**Actions to take:**
1. Reproduce the passage of the system design text from "Cover the Approach" to "construction or dynamic?".
2. Rewrite the records from their first line to the line with "357], [100, 355]]]", both included, changing "Formatted like this sample" to "Use the format of this sample" and leaving everything else unchanged. Return only those lines.

**Document text:**
....................

System Design Lite

The 30-minute whiteboard scenarios that appear in nearly every senior SWE loop. Each one names the invariants, not a vendor product.

How to use this page

Cover the Approach section and see if you can derive it from the Problem statement and the Clarifying Questions. The Follow-ups are what interviewers probe once you have an initial answer — be ready for all of them before you consider a scenario "done".

LRU cache

Time O(1) get / put  ·  Space O(capacity)

Problem

Cache with a fixed capacity that evicts the least-recently-used entry on insert when full. `get` and `put` must be O(1).

Clarify first

  • Is capacity fixed at construction or dynamic?
  • Is access (get) thread-safe? If yes, coarse lock or lock-free?
  • Are we optimizing for hit latency (in-memory) or hit rate (tiered cache)?

Approach

Hash map (key → node) gives O(1) lookup. Doubly-linked list keeps entries in recency order — move-to-head on access, drop-from-tail on eviction. The two structures share the same node objects so both pointers move in O(1).

Reference implementation

class Node:
__slots__ = ('key', 'val', 'prev', 'next')
def __init__(self, k, v):
self.key, self.val, self.prev, self.next = k, v, None, None
class LRU:
def __init__(self, cap: int):
self.cap = cap
self.map: dict[int, Node] = {}
# Sentinel head/tail — removes null-checks
self.head, self.tail = Node(0, 0), Node(0, 0)
self.head.next, self.tail.prev = self.tail, self.head
def _remove(self, n: Node) -> None:
n.prev.next, n.next.prev = n.next, n.prev
def _add_to_front(self, n: Node) -> None:
n.prev, n.next = self.head, self.head.next
self.head.next.prev = n
self.head.next = n
def get(self, key: int) -> int:
n = self.map.get(key)
if not n:
return -1
self._remove(n); self._add_to_front(n)
return n.val
def put(self, key: int, val: int) -> None:
if key in self.map:
self._remove(self.map[key])
n = Node(key, val)
self.map[key] = n
self._add_to_front(n)
if len(self.map) > self.cap:
lru = self.tail.prev
self._remove(lru)
del self.map[lru.key]

Follow-up questions

  • ? Make it thread-safe. What concurrency primitive is cheapest — a single lock, striped locks, or lock-free?
  • ? Implement LFU instead. Why is it harder to get O(1)?
  • ? How would you extend this to a distributed cache?

....................

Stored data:
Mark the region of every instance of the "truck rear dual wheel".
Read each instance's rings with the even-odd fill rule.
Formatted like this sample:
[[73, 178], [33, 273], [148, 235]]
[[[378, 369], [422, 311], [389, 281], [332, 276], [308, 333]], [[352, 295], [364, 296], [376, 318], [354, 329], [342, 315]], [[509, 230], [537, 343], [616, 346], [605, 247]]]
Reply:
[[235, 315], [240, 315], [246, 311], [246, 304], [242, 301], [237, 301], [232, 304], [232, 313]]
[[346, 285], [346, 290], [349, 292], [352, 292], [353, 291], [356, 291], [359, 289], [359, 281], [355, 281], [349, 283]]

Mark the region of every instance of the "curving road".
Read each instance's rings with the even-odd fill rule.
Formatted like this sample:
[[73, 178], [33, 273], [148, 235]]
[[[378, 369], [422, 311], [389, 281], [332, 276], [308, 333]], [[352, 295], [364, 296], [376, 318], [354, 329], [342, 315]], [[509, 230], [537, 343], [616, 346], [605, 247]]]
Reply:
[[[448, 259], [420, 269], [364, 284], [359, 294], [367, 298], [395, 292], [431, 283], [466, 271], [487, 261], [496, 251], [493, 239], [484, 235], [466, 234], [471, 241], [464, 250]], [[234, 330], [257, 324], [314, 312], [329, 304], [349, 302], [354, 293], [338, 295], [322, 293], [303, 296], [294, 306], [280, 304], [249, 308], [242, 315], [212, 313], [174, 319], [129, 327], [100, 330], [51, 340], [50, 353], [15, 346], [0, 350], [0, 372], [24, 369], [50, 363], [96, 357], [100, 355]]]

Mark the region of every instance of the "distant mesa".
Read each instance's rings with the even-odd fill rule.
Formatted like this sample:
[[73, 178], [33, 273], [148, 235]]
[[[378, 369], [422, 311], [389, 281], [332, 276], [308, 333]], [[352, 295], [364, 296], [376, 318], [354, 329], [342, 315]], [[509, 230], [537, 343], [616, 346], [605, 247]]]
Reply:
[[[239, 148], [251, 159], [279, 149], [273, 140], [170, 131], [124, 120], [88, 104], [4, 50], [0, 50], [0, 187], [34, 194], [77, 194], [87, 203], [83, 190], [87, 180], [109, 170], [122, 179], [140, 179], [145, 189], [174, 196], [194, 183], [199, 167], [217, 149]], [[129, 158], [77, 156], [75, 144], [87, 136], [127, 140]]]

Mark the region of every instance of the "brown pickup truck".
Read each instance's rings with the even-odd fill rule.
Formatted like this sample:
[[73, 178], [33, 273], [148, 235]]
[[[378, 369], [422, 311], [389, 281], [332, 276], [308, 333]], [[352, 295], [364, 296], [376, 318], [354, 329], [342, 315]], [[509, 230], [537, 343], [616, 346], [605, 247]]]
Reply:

....................

**Answers per task:**
1.
Cover the Approach section and see if you can derive it from the Problem statement and the Clarifying Questions. The Follow-ups are what interviewers probe once you have an initial answer — be ready for all of them before you consider a scenario "done".

LRU cache

Time O(1) get / put  ·  Space O(capacity)

Problem

Cache with a fixed capacity that evicts the least-recently-used entry on insert when full. `get` and `put` must be O(1).

Clarify first

  • Is capacity fixed at construction or dynamic?

2.
Mark the region of every instance of the "truck rear dual wheel".
Read each instance's rings with the even-odd fill rule.
Use the format of this sample:
[[73, 178], [33, 273], [148, 235]]
[[[378, 369], [422, 311], [389, 281], [332, 276], [308, 333]], [[352, 295], [364, 296], [376, 318], [354, 329], [342, 315]], [[509, 230], [537, 343], [616, 346], [605, 247]]]
Reply:
[[235, 315], [240, 315], [246, 311], [246, 304], [242, 301], [237, 301], [232, 304], [232, 313]]
[[346, 285], [346, 290], [349, 292], [352, 292], [353, 291], [356, 291], [359, 289], [359, 281], [355, 281], [349, 283]]

Mark the region of every instance of the "curving road".
Read each instance's rings with the even-odd fill rule.
Use the format of this sample:
[[73, 178], [33, 273], [148, 235]]
[[[378, 369], [422, 311], [389, 281], [332, 276], [308, 333]], [[352, 295], [364, 296], [376, 318], [354, 329], [342, 315]], [[509, 230], [537, 343], [616, 346], [605, 247]]]
Reply:
[[[448, 259], [420, 269], [364, 284], [359, 294], [367, 298], [395, 292], [431, 283], [466, 271], [487, 261], [496, 251], [493, 239], [484, 235], [466, 234], [471, 241], [464, 250]], [[234, 330], [257, 324], [314, 312], [329, 304], [349, 302], [354, 293], [338, 295], [322, 293], [303, 296], [294, 306], [280, 304], [249, 308], [242, 315], [212, 313], [174, 319], [129, 327], [100, 330], [51, 340], [50, 353], [15, 346], [0, 350], [0, 372], [24, 369], [50, 363], [96, 357], [100, 355]]]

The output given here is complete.